**READING PASSAGE**.
Given a positive integer N, the task is to find the Nth Composite Number.

Examples:

Input: N = 1
Output: 4

Input: N = 3 
Output: 8

 

Approach: The given problem can be solved by using the concept of Sieve of Eratosthenes. Follow the steps below to solve the problem:



  • Mark all the Prime Numbers till 105 in a boolean array say isPrime[] using Sieve of Eratosthenes.
  • Initialize an array, say composites[] that stores all the composite numbers.
  • Traverse the array isPrime[] using the variable i, if the value of isPrime[i] is false, then insert the number i in the array composites[].
  • After completing the above steps, print the value composites[N – 1] as the Nth Composite Number.

**ENTRIES PROVIDED**.
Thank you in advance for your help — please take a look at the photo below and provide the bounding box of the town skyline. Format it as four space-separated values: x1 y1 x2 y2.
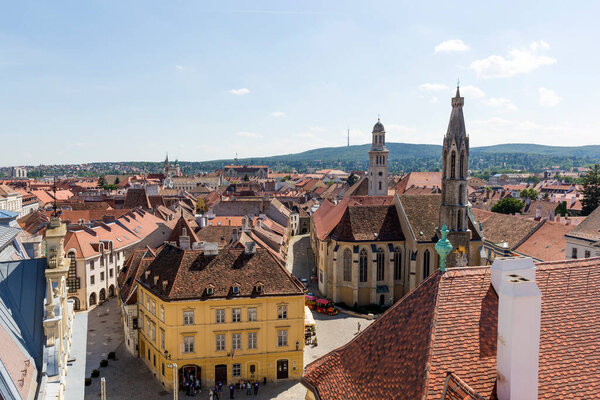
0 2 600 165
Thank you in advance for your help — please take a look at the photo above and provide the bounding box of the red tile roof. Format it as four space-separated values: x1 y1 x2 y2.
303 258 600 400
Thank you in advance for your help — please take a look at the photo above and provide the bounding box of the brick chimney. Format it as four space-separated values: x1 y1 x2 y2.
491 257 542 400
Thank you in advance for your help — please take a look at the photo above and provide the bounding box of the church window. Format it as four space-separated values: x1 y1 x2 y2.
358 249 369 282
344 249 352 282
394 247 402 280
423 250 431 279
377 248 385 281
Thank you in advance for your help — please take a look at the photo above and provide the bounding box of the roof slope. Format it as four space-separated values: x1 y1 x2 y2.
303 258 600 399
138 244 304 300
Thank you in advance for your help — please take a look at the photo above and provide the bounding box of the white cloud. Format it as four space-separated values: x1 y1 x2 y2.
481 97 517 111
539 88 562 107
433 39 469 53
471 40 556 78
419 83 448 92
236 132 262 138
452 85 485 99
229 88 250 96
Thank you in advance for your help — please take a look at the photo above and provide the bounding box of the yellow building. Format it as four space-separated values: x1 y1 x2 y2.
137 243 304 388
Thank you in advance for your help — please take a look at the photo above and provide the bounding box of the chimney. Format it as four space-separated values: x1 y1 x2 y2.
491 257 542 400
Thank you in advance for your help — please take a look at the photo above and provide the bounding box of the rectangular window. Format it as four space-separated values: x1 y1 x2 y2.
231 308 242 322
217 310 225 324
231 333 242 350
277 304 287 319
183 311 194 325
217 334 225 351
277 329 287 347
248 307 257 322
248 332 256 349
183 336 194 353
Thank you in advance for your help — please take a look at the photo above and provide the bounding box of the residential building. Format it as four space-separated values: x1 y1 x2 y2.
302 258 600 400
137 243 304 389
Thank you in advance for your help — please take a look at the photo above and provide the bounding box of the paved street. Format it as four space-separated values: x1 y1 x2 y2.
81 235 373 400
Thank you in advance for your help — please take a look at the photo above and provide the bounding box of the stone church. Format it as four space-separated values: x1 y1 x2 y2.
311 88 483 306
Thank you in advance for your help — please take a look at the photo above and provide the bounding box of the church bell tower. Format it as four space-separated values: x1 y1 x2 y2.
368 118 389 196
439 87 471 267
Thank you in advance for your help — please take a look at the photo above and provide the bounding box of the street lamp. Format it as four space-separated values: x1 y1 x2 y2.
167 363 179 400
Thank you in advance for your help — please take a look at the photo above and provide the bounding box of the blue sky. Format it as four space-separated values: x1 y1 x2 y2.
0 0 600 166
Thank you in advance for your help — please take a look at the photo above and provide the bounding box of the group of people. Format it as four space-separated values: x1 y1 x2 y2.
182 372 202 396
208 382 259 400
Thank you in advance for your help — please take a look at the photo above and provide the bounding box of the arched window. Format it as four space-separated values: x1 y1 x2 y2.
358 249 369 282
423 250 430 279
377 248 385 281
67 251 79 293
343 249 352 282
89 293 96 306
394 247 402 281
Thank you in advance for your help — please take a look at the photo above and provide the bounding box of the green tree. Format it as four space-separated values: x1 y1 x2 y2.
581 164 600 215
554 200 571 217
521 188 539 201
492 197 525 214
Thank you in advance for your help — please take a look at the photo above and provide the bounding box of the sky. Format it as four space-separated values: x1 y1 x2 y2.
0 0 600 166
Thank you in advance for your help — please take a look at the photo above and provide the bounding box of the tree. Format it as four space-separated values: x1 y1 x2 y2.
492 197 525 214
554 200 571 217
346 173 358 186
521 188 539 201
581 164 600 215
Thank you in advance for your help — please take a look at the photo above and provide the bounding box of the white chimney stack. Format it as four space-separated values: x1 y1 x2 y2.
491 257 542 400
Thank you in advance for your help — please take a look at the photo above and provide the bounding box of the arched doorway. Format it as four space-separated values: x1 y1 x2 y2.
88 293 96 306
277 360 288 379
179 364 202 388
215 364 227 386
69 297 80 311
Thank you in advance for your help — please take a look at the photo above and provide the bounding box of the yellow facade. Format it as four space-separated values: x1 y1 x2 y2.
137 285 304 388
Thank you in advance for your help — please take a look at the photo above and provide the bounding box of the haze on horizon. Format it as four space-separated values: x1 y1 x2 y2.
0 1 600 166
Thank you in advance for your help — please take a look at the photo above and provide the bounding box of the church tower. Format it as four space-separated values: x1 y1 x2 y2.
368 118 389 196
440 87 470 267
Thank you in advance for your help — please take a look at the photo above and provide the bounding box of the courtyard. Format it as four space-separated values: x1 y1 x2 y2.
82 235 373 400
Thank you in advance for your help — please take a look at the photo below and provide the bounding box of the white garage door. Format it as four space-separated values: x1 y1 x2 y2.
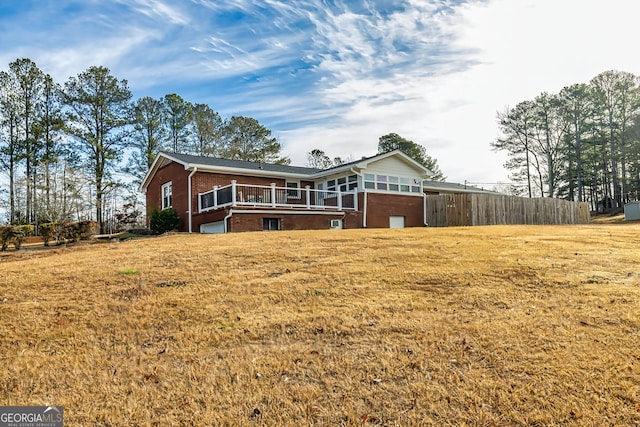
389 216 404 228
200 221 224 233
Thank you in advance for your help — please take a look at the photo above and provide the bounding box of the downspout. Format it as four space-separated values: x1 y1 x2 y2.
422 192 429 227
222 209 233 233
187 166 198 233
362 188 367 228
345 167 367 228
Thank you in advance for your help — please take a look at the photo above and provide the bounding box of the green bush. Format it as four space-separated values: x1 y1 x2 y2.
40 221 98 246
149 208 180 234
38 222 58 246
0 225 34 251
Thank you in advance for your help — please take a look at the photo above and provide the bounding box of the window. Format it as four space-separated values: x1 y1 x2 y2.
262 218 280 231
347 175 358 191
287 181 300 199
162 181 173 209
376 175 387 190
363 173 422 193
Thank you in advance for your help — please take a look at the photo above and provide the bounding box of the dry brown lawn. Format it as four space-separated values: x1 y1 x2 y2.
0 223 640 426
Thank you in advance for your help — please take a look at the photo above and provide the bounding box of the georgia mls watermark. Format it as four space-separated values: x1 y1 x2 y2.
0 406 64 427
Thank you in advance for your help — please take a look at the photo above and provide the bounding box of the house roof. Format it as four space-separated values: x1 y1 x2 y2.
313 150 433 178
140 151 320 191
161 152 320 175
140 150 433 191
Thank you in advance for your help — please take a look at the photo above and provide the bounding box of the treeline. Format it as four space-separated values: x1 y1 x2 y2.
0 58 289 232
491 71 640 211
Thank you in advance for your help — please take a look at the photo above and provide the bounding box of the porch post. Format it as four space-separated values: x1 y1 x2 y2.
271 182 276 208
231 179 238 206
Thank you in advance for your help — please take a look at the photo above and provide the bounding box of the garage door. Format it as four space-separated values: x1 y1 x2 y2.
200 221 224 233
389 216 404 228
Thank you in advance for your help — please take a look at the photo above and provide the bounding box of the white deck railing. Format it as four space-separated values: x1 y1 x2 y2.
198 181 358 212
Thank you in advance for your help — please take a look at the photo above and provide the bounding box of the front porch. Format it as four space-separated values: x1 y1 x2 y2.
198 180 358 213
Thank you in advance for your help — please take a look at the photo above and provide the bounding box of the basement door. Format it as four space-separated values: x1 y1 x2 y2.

**EXERCISE OBJECTIVE**. Extend the explanation of how to find the Nth composite number, picking up right after its final step.

**OUTPUT**.
Below is the implementation of the above approach:

C++




// C++ program for the above approach
 
#include <bits/stdc++.h>
using namespace std;
 
#define MAX_SIZE 1000005
 
// Function to find the Nth Composite
// Numbers using Sieve of Eratosthenes
int NthComposite(int N)
{
    // Sieve of prime numbers
    bool IsPrime[MAX_SIZE];
 
    // Initialize the array to true
    memset(IsPrime, true, sizeof(IsPrime));
 
    // Iterate over the range [2, MAX_SIZE]
    for (int p = 2;
         p * p < MAX_SIZE; p++) {
 
        // If IsPrime[p] is true
        if (IsPrime[p] == true) {
 
            // Iterate over the
            // range [p * p, MAX_SIZE]
            for (int i = p * p;
                 i < MAX_SIZE; i += p)
                IsPrime[i] = false;
        }
    }
 
    // Stores the list of composite numbers
    vector<int> Composites;
 
    // Iterate over the range [4, MAX_SIZE]
    for (int p = 4; p < MAX_SIZE; p++)
 
        // If i is not prime
        if (!IsPrime[p])
            Composites.push_back(p);
 
    // Return Nth Composite Number
    return Composites[N - 1];
}
 
// Driver Code
int main()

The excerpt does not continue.